Excerpt to read
>> start
Again, we go to theater fairly regularly and everyone wears jeans and hoodies. I always wear a dress and a smart jacket. My sister once told me I was over-dressed. But if I am paying £30 for a ticket, I want to make an evening of it if that makes sense (particularly as I am a SAHM, you make those opportunities count).


----------



## peacem (Oct 25, 2014)

Faithful Wife said:


> Where do you live? Is it the area you live in that maybe is not very dress up? I live where if you dress up you may get asked if you are going to an interview. The vibe is very casual here and people wear pajamas as outer wear. They also wear furry hats, kilts, logger shirts, biker boots and hoodies.
> 
> When I wear my classy or cutesy dress up clothes I usually get asked what's the special occasion.
> 
> ...


I think you have nailed it. There was even some controversy about parents dropping their children off at school in pajamas. Its not unusual to see people shopping in the supermarket in a dressing gown or onesie. Its a fairly run down, working class town, hoodies, jeans, sportswear.....maybe I need to keep my clothes and just move?:grin2: Or be a trend setter....


----------



## Diana7 (Apr 19, 2016)
>> end
Given information
>> start
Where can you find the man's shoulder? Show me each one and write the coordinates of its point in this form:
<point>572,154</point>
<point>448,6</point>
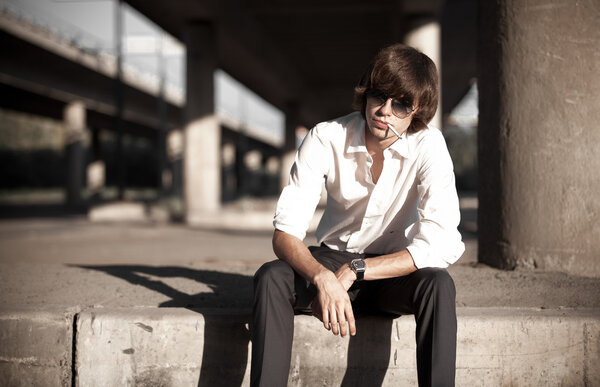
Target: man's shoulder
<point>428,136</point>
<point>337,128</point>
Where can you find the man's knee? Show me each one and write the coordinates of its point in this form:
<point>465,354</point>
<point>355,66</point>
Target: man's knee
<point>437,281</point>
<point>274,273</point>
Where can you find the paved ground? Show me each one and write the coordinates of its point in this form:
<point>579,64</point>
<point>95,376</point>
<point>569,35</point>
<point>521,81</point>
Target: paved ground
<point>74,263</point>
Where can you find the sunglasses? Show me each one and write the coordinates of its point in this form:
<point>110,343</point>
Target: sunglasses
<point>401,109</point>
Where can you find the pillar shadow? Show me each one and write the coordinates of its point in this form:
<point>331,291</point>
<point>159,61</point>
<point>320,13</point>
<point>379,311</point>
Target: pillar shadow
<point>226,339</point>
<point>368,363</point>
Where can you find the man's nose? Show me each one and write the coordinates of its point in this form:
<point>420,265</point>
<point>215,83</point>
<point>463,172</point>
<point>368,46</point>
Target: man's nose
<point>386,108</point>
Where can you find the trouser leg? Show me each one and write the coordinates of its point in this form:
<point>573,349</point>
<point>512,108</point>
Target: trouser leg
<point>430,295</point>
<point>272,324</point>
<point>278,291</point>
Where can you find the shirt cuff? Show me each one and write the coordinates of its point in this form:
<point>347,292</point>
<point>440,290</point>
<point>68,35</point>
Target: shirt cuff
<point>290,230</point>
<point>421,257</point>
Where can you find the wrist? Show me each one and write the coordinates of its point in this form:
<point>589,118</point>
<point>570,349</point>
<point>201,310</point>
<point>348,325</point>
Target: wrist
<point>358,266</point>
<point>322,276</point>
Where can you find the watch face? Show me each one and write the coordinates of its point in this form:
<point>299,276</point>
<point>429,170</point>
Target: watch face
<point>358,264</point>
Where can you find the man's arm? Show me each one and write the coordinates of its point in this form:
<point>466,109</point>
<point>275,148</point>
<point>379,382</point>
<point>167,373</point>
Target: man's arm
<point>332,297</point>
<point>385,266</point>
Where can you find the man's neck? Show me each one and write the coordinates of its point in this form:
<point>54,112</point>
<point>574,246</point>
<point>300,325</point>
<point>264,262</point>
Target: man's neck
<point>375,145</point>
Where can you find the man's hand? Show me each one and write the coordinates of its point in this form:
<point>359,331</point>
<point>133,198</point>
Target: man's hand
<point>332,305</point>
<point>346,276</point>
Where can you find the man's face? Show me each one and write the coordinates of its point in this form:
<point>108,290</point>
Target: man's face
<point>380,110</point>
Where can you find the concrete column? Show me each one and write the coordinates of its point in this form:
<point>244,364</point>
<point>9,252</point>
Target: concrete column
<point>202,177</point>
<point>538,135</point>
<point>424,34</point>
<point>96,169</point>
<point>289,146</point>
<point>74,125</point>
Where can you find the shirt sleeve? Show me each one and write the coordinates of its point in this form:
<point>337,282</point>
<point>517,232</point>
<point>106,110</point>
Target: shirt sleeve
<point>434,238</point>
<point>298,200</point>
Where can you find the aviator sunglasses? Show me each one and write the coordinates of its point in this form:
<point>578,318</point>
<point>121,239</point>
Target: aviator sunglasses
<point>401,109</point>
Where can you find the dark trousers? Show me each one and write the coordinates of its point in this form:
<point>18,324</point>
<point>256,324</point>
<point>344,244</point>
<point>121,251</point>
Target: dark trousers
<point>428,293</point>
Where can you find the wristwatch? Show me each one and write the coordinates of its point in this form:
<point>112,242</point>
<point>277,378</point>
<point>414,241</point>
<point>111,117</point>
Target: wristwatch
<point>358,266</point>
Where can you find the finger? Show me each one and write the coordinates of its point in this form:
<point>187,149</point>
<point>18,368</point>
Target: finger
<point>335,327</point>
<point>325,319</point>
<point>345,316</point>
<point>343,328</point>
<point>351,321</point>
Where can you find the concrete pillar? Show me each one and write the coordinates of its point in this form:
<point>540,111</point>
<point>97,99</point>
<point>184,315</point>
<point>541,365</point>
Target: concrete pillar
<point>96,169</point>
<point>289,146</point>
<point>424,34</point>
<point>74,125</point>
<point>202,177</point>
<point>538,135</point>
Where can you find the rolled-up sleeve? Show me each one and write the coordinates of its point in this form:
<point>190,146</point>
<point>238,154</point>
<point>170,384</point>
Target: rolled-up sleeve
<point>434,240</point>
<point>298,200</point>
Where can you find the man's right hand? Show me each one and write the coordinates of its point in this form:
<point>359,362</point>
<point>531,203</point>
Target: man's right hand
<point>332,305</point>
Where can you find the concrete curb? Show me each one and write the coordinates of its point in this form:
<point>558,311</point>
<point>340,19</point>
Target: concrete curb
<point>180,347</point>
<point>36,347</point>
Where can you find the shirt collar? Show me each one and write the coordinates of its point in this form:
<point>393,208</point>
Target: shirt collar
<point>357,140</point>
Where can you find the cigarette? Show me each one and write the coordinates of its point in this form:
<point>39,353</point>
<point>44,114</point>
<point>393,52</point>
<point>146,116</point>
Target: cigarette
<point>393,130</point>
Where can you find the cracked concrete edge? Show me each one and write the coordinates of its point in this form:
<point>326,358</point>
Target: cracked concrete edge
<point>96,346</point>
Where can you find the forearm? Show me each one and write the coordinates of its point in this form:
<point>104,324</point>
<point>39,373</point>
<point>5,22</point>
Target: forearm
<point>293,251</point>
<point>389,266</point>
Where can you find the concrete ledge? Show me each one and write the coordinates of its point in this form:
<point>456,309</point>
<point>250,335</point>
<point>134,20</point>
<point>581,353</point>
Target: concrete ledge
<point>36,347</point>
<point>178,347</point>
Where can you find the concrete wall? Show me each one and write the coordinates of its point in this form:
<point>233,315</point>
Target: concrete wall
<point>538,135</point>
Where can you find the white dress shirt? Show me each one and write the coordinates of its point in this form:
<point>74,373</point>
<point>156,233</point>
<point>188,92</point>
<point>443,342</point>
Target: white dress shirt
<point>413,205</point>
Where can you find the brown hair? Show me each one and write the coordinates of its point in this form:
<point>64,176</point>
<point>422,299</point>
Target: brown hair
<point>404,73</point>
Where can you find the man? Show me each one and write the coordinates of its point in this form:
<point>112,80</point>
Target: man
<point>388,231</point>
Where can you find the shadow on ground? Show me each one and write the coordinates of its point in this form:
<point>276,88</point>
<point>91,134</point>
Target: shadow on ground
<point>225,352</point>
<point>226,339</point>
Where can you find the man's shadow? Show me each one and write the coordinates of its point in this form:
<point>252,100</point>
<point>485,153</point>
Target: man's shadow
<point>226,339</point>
>> end
>> start
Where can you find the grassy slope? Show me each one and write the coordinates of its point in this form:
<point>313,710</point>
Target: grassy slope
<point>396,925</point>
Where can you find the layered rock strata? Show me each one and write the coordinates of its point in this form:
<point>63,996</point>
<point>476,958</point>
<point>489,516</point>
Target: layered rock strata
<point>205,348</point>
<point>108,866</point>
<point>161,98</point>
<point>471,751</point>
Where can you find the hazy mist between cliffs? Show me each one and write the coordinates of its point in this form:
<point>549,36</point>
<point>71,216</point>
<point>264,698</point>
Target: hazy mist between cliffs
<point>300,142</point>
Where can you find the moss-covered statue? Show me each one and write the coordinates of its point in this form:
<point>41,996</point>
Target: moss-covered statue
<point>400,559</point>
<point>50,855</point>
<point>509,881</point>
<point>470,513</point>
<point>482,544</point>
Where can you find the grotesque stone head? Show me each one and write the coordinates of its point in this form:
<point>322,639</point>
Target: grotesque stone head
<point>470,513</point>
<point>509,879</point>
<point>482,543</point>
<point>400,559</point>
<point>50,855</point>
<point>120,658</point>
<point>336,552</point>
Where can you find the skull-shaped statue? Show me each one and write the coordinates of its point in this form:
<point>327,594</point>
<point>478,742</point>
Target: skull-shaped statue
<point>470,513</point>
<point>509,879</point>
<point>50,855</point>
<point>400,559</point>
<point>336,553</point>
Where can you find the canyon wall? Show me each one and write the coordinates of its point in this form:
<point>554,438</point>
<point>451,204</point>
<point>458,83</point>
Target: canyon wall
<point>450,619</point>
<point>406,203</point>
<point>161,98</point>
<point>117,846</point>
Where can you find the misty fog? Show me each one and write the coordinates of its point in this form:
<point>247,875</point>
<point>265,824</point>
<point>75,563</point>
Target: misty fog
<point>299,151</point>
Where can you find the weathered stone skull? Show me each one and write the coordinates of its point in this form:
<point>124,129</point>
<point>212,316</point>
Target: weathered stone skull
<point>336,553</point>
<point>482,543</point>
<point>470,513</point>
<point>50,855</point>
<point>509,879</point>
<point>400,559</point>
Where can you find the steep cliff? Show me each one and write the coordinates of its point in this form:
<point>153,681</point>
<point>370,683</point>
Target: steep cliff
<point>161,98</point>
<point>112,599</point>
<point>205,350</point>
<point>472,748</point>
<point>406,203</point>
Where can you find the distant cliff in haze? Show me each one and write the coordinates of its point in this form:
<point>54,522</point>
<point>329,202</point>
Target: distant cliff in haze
>> end
>> start
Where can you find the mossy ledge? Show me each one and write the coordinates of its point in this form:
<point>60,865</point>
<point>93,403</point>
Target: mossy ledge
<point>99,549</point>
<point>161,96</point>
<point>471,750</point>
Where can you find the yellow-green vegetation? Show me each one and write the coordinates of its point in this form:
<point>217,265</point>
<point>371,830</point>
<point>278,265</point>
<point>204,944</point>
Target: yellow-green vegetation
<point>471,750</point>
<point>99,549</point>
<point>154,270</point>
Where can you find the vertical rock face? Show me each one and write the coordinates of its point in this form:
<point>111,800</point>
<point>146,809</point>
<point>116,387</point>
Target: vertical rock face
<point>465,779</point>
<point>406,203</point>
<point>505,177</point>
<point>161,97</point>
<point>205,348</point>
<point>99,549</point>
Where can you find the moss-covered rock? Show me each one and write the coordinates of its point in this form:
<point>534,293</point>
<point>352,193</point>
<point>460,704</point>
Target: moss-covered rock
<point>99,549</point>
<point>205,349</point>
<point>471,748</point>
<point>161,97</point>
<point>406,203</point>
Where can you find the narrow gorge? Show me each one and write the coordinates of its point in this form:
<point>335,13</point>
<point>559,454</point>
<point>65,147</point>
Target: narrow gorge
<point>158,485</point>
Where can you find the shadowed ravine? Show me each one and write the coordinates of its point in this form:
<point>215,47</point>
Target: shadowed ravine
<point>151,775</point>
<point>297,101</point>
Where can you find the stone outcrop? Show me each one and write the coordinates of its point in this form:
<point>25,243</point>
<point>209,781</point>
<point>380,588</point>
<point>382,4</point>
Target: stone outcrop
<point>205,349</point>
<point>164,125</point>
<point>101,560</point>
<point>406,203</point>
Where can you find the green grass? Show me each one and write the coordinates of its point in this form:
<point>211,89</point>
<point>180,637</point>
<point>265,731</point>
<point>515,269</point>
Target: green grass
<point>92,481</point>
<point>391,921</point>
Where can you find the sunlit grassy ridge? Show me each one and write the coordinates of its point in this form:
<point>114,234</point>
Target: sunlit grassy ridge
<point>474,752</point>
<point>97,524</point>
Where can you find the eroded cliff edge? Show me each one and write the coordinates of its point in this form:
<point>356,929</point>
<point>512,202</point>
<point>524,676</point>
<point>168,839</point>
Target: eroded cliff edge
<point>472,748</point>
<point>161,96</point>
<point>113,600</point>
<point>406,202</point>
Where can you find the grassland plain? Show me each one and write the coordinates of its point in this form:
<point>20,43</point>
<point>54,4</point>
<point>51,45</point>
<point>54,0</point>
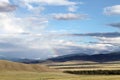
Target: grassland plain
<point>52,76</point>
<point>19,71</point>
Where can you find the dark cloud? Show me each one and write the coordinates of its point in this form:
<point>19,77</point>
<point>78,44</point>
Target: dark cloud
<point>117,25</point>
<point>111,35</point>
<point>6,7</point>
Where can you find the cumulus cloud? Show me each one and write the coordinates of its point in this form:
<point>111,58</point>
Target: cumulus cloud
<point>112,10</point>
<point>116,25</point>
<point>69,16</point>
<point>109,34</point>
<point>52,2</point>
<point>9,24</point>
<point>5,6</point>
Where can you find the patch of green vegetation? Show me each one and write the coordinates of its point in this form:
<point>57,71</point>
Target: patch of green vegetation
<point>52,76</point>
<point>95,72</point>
>> end
Task list
[a] Answer these about the forum thread on dressing up:
(i) What price does the first writer give for a theater ticket?
(ii) Where Faithful Wife lives, what might someone who dresses up get asked?
(iii) What did parents cause controversy by doing, according to peacem?
[b] Print the part of the forum thread on dressing up that runs from "## peacem (Oct" up to and including "boots and hoodies.".
[c] Carry on the forum thread on dressing up from the point where it stops.
The lines play no part in what you are asked to do here.

Answers to the tasks
[a]
(i) £30
(ii) If they are going to an interview
(iii) Dropping their children off at school in pajamas

[b]
## peacem (Oct 25, 2014)

Faithful Wife said:


> Where do you live? Is it the area you live in that maybe is not very dress up? I live where if you dress up you may get asked if you are going to an interview. The vibe is very casual here and people wear pajamas as outer wear. They also wear furry hats, kilts, logger shirts, biker boots and hoodies.

[c]
peacem said:


> I think for me its a fear of completely disappearing into the background (as I get older) but at the same time I don't quite have the confidence to deal with the attention.
> 
> I think because I have always been a SAHM I would sometimes feel sad when people just give up (but obviously it is their choice). It seemed very important to me to look nice when the kids came out of school, and have now gotten into a habit of dressing up everyday.
> 
> I am looking at my wardrobe today and thinking of clearing the whole thing out and starting again. Going back to basics...good fitting jeans, t shirts and jumpers.


So you do it our of fear of not being noticed? Of becoming invisible? Why do you think that is? Is it an issue of low self esteem or low self worth? Fear of getting old? Do you need/crave that attention you get when you dress up?

I wear casual/smart casual clothes most of the time unless I go to a wedding or something. I wear jeans/trousers and jumper in the colder weather, and dresses or knee length trousers and t-shirts in the summer. 
I don't wear make up, don't see the point, its not good for the skin and is expensive. I am not out to be noticed, the only person I want to notice me is my husband, and he does. He isnt bothered about make up and likes what I wear. I honestly never worry about what others think, I don't live my life to impress them. 

Getting rid of all you clothes seems very extreme, why would you do that?


----------



## katiecrna (Jan 29, 2016)

The love and respect the hell out of women who still dress up. When I see someone who is always dressed nicely I think that they just really have their sh*t together.


----------



## katiecrna (Jan 29, 2016)




----------



## Andy1001 (Jun 29, 2016)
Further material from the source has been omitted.